*Problem requirements:*
Return the listing below in full, with every line exactly as it is.

*Entries shown:*
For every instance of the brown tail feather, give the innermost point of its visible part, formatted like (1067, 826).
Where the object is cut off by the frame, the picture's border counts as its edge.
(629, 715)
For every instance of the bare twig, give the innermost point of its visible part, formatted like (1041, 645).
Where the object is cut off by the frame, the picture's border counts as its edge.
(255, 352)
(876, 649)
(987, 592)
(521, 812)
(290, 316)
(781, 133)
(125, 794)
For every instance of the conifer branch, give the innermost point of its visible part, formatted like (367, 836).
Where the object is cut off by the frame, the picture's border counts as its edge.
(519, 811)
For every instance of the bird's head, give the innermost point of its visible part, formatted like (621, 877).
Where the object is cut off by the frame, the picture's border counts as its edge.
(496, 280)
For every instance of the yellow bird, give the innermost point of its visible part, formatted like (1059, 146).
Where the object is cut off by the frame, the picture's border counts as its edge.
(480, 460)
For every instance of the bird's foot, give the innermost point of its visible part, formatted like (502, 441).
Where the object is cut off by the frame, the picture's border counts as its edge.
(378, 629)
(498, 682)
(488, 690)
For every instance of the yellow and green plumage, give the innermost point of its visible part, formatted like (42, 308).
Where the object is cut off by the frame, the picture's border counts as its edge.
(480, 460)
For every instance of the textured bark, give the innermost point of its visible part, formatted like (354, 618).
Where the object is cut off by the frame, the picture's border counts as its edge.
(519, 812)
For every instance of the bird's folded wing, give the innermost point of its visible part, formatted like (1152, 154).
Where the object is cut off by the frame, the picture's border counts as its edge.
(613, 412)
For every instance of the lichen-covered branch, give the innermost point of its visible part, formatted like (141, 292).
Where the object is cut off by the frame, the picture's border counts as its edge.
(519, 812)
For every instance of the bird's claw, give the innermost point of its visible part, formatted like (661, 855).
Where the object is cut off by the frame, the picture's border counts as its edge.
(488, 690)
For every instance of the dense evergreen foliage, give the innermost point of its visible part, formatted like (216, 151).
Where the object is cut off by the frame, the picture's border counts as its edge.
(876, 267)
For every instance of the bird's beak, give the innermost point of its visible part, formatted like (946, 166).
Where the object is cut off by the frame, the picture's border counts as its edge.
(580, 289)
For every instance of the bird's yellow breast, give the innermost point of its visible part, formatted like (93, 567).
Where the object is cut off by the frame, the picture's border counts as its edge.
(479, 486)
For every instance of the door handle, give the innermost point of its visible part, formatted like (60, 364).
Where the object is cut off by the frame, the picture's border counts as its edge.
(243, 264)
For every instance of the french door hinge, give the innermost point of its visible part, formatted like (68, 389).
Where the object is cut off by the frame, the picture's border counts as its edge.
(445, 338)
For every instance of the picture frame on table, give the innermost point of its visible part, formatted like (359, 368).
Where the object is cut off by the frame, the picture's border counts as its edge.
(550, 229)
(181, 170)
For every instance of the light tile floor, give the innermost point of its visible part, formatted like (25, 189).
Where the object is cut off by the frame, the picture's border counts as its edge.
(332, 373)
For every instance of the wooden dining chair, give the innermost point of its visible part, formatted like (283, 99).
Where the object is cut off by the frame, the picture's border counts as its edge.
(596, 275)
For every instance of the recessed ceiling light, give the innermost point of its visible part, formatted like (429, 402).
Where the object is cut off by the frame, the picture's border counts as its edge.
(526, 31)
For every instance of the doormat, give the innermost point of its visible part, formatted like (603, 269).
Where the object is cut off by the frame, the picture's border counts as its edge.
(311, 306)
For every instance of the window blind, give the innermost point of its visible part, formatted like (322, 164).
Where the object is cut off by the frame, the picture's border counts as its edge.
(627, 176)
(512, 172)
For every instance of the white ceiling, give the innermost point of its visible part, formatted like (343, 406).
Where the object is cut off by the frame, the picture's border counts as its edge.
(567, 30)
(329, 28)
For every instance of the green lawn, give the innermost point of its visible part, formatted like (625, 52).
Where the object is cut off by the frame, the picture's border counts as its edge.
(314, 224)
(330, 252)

*Result:*
For every instance of the brown tail feather, give the innermost point of its visible part, formatted like (1067, 826).
Where the object is cut off by the frame, the picture's border counts as its edge.
(629, 715)
For every instance of the bare twig, give the innermost point of its visible part, formatted like (1041, 645).
Where the object is cut off by the frame, the picture's border counts as its edge.
(255, 352)
(876, 649)
(987, 592)
(521, 812)
(290, 316)
(781, 133)
(125, 794)
For every instance of the conifer branch, give the innermost point of its visible part, formatted like (367, 836).
Where the object is cut off by the frame, the picture's border counts as its edge.
(519, 811)
For every instance of the bird's head, give the innermost point of its visible part, formatted like (621, 877).
Where the object is cut off by the frame, the picture's border counts as its edge.
(496, 280)
For every instance of the yellow bird, give the innermost point of its visible part, formatted like (1059, 146).
Where the object is cut off by the frame, the picture's border counts as its edge.
(480, 460)
For every instance of the bird's foot, give the innermost point of its visible part, formatted like (502, 441).
Where the object is cut off by the frame, the picture's border counts as its edge.
(378, 629)
(498, 682)
(488, 690)
For every instance of the yellow and green plumage, give the innermost point of its visible part, formatted like (42, 308).
Where the object is cut off by the frame, the picture's border counts as its edge.
(480, 460)
For every instance of the textured bark, give the innermost point of its visible part, formatted like (354, 618).
Where the object is cut off by the frame, the picture's border counts as its edge.
(519, 812)
For every instance of the bird's folded wing, give the innermost point of its visible part, formatted like (1152, 154).
Where the object is cut off by the frame, the picture's border counts as its edge.
(613, 412)
For every instance of the lichen-covered branch, give the innermost point of its visible part, formatted like (141, 292).
Where the object is cut off by the frame, the picture's border counts as its edge.
(519, 812)
For every instance of the bird's claw, give the innermost point of its visible part, formatted like (661, 855).
Where the object is cut off by the frame, the picture's border counts as its edge.
(488, 690)
For every instance of the dense evergreen foliage, give the innermost point of its visible part, formatted like (216, 151).
Where the object is cut off by the frame, the picture's border counts as its edge.
(876, 267)
For every instance of the bird's beak, give the innermost point of its visible part, formatted like (946, 166).
Where the object is cut off by the frame, the picture's border counts as its edge.
(580, 289)
For every instance of the bird's yellow breast, give the innermost point of its visible part, formatted like (93, 567).
Where the object is cut off by the frame, the picture's border counts as its edge.
(479, 486)
For every instance of the door handle, give the innermost point of its visible part, formatted like (60, 364).
Where the object is cut off by the frame, the picture's border counts as its edge.
(243, 264)
For every instance of the french door hinge, give the innermost point of its visible part, formatted like (68, 389).
Where the object is cut off by the frame, the picture's border counts as its edge.
(445, 338)
For every instance of the picture frame on table, give the innermost point of its visible part, formatted like (359, 368).
Where the object is cut off by the frame, the picture's border counts as its edge.
(550, 229)
(181, 170)
For every instance of the light tile floor, give the innermost point of its visible part, formatted like (25, 189).
Where the object is cut off by the frame, the picture's border counts as its edge.
(332, 373)
For every instance of the wooden dining chair, give the innermost point of its visible part, formatted like (283, 99).
Where the object is cut off by the frame, the picture's border counts as its edge.
(596, 275)
For every instance of the recessed ceiling light, give the innermost point of its visible part, formatted like (429, 402).
Where the object is cut off by the frame, the picture's border counts as its edge.
(526, 31)
For every instance of the doormat, give the innermost point of its visible part, formatted like (603, 269).
Where the object is cut off by the frame, the picture's border counts as its edge.
(311, 306)
For every instance of the window blind, give the innermost point of its visible part, formatted like (322, 164).
Where the object is cut off by the frame, the picture's border counts as its edge.
(627, 176)
(512, 172)
For every instance of the white ceiling, give the innermost point of its visible part, formatted like (343, 406).
Where the object is cut off by the frame, the picture's border counts as its edge.
(567, 30)
(329, 28)
For every instance of the green lawn, give the innermost point of its visible part, formatted like (625, 52).
Where the object is cut off by the frame, the picture's border counts as its edge.
(314, 224)
(330, 252)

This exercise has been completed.